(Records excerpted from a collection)
+ + + +
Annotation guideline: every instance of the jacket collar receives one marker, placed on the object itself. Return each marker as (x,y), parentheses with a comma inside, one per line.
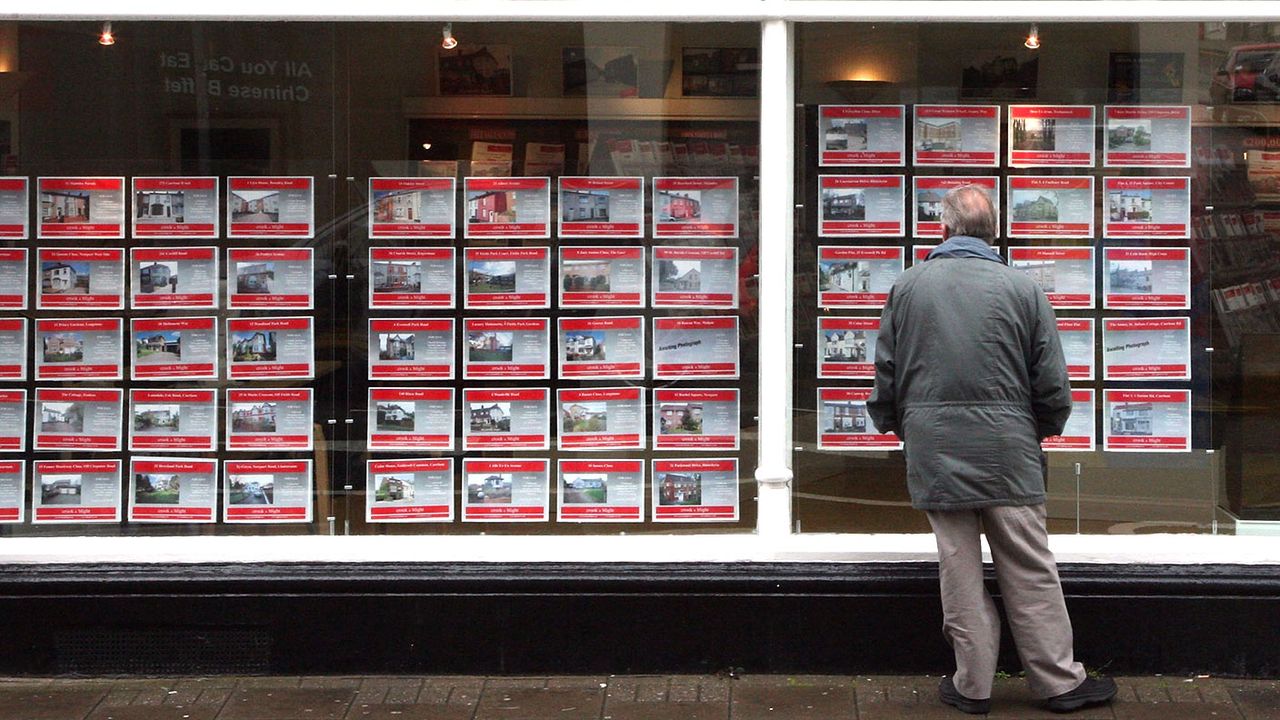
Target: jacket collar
(965,246)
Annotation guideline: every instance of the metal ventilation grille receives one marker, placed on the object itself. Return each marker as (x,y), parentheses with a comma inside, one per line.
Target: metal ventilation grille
(123,651)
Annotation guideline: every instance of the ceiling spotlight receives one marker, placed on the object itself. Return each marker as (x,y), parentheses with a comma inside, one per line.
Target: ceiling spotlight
(1032,39)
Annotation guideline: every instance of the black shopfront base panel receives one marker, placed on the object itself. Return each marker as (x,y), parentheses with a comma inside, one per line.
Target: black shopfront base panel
(597,619)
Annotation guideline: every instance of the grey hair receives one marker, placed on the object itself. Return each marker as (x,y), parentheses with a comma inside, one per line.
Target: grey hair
(968,210)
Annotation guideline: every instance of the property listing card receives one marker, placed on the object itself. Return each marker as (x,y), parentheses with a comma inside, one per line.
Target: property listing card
(270,347)
(173,420)
(14,219)
(507,277)
(173,277)
(845,424)
(76,491)
(695,277)
(176,208)
(1146,278)
(695,347)
(270,208)
(1050,206)
(862,135)
(695,491)
(174,349)
(81,278)
(1051,136)
(412,277)
(410,491)
(1147,420)
(846,346)
(266,491)
(506,491)
(13,278)
(13,483)
(506,418)
(508,208)
(602,277)
(1077,336)
(1147,208)
(956,136)
(600,347)
(1064,273)
(13,420)
(856,276)
(600,418)
(270,278)
(13,349)
(81,208)
(1079,433)
(694,208)
(411,349)
(410,418)
(927,194)
(506,347)
(695,419)
(77,419)
(862,206)
(414,208)
(600,491)
(173,490)
(1146,349)
(80,349)
(273,420)
(1147,136)
(598,208)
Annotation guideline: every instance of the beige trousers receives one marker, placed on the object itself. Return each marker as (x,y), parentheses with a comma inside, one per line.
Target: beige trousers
(1028,583)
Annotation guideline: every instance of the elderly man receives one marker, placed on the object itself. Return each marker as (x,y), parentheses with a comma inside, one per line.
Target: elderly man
(969,373)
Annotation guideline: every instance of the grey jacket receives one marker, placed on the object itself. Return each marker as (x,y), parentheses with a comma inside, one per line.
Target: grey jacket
(969,373)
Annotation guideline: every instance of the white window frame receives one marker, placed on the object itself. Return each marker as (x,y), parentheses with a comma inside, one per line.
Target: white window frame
(775,538)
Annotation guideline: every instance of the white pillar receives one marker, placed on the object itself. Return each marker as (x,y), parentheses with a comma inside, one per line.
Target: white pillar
(776,241)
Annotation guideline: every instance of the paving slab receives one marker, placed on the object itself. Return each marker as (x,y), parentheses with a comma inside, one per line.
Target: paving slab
(524,703)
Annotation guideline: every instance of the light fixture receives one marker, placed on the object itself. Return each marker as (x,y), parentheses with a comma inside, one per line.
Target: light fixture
(1032,41)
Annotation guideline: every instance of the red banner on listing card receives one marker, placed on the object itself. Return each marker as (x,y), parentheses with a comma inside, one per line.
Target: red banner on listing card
(417,208)
(266,491)
(81,208)
(173,420)
(602,206)
(411,277)
(846,347)
(695,491)
(845,424)
(862,135)
(80,349)
(411,349)
(602,277)
(76,491)
(88,278)
(695,208)
(410,491)
(506,490)
(695,419)
(269,419)
(270,208)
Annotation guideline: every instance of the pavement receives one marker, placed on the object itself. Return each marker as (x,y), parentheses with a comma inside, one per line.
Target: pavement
(616,697)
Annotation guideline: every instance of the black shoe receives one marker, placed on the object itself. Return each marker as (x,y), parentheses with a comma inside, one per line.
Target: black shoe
(1088,693)
(951,696)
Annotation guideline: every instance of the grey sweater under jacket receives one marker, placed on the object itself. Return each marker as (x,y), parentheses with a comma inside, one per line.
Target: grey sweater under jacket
(969,373)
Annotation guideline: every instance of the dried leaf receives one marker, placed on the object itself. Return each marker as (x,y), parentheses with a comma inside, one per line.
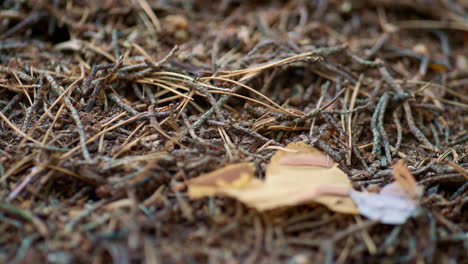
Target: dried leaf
(292,178)
(406,180)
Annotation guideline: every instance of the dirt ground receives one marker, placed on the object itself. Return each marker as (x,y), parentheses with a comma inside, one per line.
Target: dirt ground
(109,107)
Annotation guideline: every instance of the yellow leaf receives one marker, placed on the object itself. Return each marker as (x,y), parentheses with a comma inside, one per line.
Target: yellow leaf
(302,176)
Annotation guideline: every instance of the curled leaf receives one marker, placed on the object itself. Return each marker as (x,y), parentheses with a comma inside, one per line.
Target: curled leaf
(304,175)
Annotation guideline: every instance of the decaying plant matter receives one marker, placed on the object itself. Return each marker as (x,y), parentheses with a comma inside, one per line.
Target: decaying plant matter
(109,108)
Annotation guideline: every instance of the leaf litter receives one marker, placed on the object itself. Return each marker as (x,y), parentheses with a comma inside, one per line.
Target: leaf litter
(301,174)
(121,102)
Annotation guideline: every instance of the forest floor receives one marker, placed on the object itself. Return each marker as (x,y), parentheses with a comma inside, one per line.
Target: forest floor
(109,108)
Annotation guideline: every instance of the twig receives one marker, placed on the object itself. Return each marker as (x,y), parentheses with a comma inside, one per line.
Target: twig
(74,113)
(409,116)
(115,97)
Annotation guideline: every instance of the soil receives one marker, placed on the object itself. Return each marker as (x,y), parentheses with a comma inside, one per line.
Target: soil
(109,107)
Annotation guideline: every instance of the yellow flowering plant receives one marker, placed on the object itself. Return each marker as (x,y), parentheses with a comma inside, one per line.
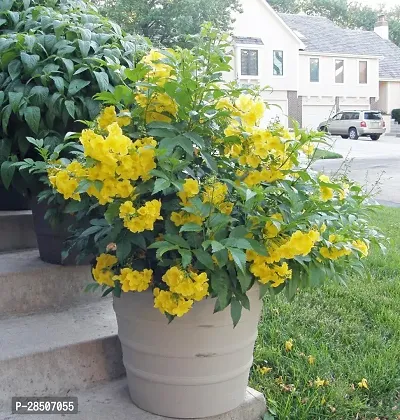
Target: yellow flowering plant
(194,195)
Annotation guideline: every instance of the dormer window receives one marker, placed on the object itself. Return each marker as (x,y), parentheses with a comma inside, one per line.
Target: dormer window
(249,62)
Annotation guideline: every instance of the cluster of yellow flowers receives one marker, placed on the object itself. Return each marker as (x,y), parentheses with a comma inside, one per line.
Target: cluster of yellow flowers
(265,155)
(103,272)
(265,268)
(117,162)
(156,105)
(138,220)
(133,280)
(184,289)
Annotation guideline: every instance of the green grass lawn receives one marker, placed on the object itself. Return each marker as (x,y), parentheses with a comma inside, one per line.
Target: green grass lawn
(326,154)
(352,332)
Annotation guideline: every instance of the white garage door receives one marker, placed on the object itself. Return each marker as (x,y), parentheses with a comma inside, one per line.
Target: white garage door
(278,110)
(313,115)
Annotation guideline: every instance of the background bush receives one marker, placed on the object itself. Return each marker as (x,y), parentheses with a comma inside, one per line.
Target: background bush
(396,115)
(54,56)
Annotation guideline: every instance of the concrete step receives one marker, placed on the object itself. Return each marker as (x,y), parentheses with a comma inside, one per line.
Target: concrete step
(112,401)
(16,230)
(29,285)
(51,354)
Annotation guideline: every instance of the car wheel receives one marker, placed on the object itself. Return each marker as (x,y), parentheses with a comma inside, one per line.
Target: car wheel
(353,134)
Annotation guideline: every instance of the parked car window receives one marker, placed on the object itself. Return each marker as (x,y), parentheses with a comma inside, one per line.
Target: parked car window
(363,72)
(347,115)
(337,117)
(314,69)
(249,62)
(339,71)
(278,63)
(372,115)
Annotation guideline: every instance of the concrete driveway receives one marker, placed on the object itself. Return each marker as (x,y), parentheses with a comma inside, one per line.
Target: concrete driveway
(373,164)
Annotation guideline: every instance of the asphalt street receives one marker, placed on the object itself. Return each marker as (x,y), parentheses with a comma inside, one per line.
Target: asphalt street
(373,164)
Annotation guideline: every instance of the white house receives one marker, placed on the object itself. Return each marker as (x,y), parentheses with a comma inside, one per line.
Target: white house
(313,66)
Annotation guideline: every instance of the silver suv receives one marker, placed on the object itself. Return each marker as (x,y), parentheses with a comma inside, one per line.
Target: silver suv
(354,124)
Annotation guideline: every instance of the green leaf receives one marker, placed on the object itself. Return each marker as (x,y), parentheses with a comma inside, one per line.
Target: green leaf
(112,212)
(236,311)
(162,250)
(177,240)
(196,139)
(191,227)
(239,232)
(29,61)
(239,257)
(161,184)
(84,47)
(216,246)
(186,257)
(76,85)
(69,65)
(162,132)
(102,80)
(7,110)
(205,258)
(59,83)
(245,280)
(240,243)
(210,161)
(185,143)
(124,248)
(5,148)
(91,230)
(14,69)
(257,247)
(32,117)
(7,171)
(38,95)
(70,105)
(219,284)
(14,98)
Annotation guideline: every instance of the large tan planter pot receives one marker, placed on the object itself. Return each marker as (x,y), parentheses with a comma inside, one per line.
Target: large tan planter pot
(197,366)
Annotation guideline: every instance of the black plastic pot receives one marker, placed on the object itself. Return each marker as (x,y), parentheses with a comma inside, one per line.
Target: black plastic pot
(11,200)
(51,240)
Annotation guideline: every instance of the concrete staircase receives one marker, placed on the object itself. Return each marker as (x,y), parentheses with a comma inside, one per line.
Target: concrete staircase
(57,340)
(54,337)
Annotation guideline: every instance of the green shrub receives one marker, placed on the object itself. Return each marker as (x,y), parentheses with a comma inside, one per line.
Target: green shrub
(396,115)
(54,56)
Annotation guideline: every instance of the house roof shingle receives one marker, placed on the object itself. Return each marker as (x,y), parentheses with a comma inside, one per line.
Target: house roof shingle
(319,34)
+ + + +
Every line from the one that holds "Annotation guideline: every instance of the house" to the end of the data above should be given again exactly, with that line and the last one both kept.

Annotation guideline: every instance of the house roof shingle receives one marker, placed on the object itself. Return each marker as (x,y), parentheses with a comma inside, one per line.
Target: house roof shingle
(319,34)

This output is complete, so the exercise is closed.